→ CONSIGNE A
D'après l'extrait sur la détresse psychologique des étudiants, quelle prévalence de cette détresse l'enquête de l'Observatoire de la Vie étudiante a-t-elle mesurée en 2020 ?
→ CONSIGNE B
Prolongez l'extrait sur la détresse psychologique des étudiants à partir de sa dernière phrase.

→ EXTRAIT À LIRE
------------------------------------------------
En effet, en connaissant les caractéristiques précises des participants, l’OVE peut attribuer plus ou moins de « poids » a certains d’entre eux, afin que l’échantillon des répondants ait les mêmes caractéristiques (d’âge, de pourcentage de femmes et d’hommes, du poids des différentes régions les étudiants sont inscrits…) en moyenne que les 2,7 millions d’étudiants en France.

Au regard de l’ensemble de ces éléments, il conviendrait de davantage considérer les résultats de l’OVE. Nuançons cependant : bien que se rapprochant d’autres études du même type en Europe, le taux de participation de 18,9 % y demeurait également bas.

En définitive, il est donc toujours difficile de répondre à la question que l’on se pose sur une aggravation de la « dépression » des étudiants durant la période de confinement…

L’Observatoire de la Vie étudiante a également réalisé une enquête sur la vie d’étudiant confiné. La prévalence de la détresse psychologique (qui se reflète dans des symptômes anxio-dépressifs) en 2020 (31 %) est comparée avec celle mesurée en 2016 (21 %).
------------------------------------------------
→ DONNÉES SOURCES
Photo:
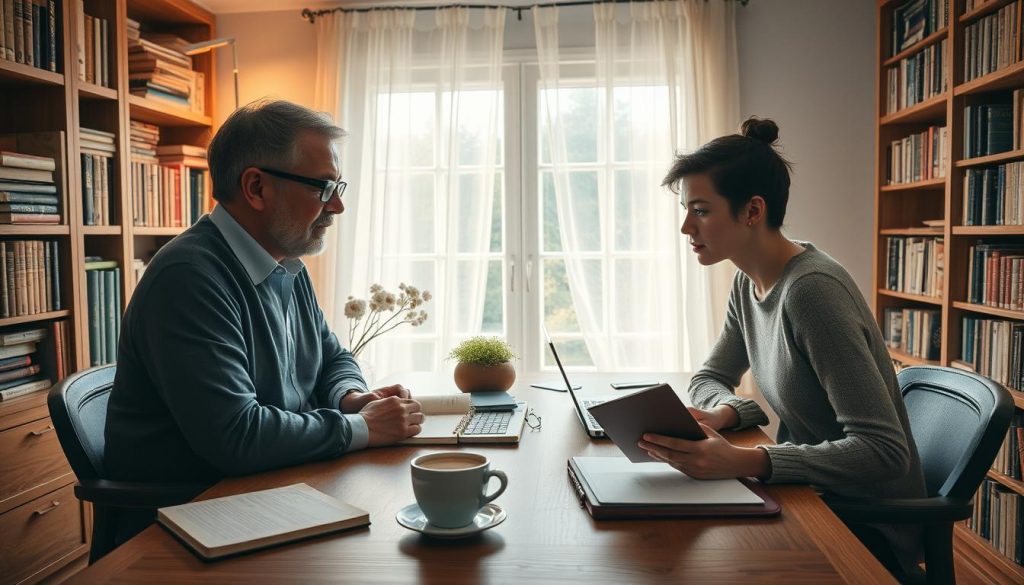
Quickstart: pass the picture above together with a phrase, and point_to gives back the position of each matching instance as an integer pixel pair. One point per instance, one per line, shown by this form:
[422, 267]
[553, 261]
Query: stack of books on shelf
[919, 157]
[995, 276]
[991, 42]
[998, 517]
[97, 175]
[30, 32]
[988, 128]
[994, 348]
[93, 48]
[915, 19]
[19, 368]
[916, 332]
[28, 192]
[915, 78]
[103, 285]
[159, 69]
[915, 265]
[994, 196]
[30, 278]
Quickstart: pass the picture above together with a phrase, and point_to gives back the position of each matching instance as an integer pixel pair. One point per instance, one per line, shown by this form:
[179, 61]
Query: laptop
[590, 423]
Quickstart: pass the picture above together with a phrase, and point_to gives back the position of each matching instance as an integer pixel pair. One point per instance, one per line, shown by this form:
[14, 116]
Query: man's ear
[254, 187]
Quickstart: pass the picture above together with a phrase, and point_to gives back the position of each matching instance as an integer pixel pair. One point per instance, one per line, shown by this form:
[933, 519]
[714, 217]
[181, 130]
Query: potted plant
[483, 365]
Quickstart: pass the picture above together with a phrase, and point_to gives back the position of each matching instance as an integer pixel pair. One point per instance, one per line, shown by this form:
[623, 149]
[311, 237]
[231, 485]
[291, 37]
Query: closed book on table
[614, 488]
[232, 525]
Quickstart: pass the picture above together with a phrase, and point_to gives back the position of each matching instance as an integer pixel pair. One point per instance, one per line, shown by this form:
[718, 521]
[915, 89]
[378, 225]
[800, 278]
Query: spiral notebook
[452, 419]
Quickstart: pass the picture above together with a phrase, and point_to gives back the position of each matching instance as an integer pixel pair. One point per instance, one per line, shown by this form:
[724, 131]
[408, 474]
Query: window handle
[529, 269]
[512, 275]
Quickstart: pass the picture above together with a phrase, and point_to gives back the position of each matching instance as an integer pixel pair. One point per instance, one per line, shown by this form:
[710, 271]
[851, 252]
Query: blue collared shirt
[225, 365]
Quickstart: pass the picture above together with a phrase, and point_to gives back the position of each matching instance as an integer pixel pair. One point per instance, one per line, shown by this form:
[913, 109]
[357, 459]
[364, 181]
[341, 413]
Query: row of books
[989, 129]
[915, 19]
[20, 372]
[159, 69]
[30, 33]
[92, 36]
[1008, 458]
[915, 332]
[994, 196]
[998, 517]
[991, 42]
[919, 157]
[102, 279]
[995, 276]
[915, 78]
[993, 348]
[914, 265]
[30, 278]
[97, 175]
[28, 189]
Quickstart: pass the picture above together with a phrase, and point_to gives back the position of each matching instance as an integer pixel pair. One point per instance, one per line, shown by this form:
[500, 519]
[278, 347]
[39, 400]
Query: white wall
[806, 64]
[809, 65]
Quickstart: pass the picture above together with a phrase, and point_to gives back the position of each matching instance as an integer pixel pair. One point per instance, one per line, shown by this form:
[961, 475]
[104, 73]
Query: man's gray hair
[261, 134]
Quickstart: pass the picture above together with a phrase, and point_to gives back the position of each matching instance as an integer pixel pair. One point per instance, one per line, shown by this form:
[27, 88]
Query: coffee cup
[451, 487]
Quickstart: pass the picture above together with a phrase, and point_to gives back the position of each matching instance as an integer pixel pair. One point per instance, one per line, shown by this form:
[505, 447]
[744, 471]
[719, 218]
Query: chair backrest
[958, 420]
[78, 409]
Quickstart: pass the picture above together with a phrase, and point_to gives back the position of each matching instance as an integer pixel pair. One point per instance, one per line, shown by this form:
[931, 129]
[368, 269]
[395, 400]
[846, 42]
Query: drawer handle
[44, 511]
[43, 431]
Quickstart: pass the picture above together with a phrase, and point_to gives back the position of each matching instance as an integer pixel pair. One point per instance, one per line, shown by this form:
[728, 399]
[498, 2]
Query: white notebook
[245, 521]
[616, 481]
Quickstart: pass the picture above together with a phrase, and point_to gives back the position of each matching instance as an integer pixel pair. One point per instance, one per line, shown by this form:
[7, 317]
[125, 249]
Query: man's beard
[295, 241]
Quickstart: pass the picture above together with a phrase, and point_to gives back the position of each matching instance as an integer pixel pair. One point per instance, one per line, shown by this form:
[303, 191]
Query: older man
[225, 365]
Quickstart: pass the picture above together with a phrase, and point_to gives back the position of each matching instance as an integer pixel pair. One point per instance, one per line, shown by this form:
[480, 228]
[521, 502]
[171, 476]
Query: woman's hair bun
[764, 130]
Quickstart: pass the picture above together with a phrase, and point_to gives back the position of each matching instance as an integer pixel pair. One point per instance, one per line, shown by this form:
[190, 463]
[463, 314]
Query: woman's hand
------------------------------------------------
→ RÉPONSE A
Elle était de 31 % en 2020.

→ RÉPONSE B
Toutefois, en 2016, la détresse psychologique a été mesurée sur les quatre dernières semaines écoulées alors qu’en 2020, en reformulant les questions pour les adapter à la période de confinement, l’enquête a porté sur une période deux fois plus longue (huit semaines). Plusieurs raisons peuvent donc expliquer la différence de prévalence observée entre les deux enquêtes :

  • une aggravation de la détresse psychologique des étudiants liée au confinement ;
  • une différence d’effet de mesure liée au doublement de la période temporelle étudiée ;
  • une modification des représentations cognitives et des seuils de réponses liée à la modification de la consigne mentionnant explicitement la période de confinement ;
  • une différence dans les profils des répondants et des taux de réponse ;
  • une interaction entre les 4 explications ci-dessus.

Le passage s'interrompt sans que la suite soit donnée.